↓↓↓

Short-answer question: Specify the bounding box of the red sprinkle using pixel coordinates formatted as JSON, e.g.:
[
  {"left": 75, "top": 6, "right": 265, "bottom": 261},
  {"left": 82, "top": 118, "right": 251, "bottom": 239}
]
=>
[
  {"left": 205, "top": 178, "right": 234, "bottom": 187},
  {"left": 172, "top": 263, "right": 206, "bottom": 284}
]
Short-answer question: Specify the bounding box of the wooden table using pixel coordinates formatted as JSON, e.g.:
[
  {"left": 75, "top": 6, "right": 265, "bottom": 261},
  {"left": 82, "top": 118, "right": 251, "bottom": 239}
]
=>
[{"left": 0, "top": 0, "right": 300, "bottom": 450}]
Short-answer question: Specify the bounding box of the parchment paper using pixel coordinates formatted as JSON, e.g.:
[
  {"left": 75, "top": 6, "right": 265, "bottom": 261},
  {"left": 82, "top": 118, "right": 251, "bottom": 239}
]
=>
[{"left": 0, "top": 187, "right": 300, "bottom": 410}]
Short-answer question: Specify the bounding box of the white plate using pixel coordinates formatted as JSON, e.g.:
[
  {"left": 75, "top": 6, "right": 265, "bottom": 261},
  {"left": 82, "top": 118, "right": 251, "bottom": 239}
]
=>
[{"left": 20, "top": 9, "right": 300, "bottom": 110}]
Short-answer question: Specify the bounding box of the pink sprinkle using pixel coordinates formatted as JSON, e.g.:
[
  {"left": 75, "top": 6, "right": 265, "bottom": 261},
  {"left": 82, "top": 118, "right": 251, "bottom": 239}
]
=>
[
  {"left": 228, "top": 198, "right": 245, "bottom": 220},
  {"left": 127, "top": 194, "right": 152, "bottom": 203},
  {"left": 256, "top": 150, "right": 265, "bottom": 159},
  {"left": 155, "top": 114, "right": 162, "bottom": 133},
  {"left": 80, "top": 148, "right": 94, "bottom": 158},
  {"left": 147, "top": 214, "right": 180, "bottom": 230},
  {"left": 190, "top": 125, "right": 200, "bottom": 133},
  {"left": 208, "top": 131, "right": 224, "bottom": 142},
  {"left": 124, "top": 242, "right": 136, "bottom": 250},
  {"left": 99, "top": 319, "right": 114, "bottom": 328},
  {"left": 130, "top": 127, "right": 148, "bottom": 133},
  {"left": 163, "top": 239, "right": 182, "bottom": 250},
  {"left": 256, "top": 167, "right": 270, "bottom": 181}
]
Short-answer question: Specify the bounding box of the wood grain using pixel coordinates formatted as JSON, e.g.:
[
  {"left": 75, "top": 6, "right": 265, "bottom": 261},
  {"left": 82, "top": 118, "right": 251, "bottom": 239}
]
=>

↑↑↑

### [WHAT THE TASK ASKS]
Rewrite the records from the line containing "the wood grain" through the end of the records, replacing "wood grain" with "tabletop" and leaving everything else unchanged.

### [RESULT FOR THIS TASK]
Short-answer question: Specify the bounding box of the tabletop using pixel coordinates formatted as JSON, e.g.:
[
  {"left": 75, "top": 6, "right": 265, "bottom": 261},
  {"left": 82, "top": 118, "right": 251, "bottom": 239}
]
=>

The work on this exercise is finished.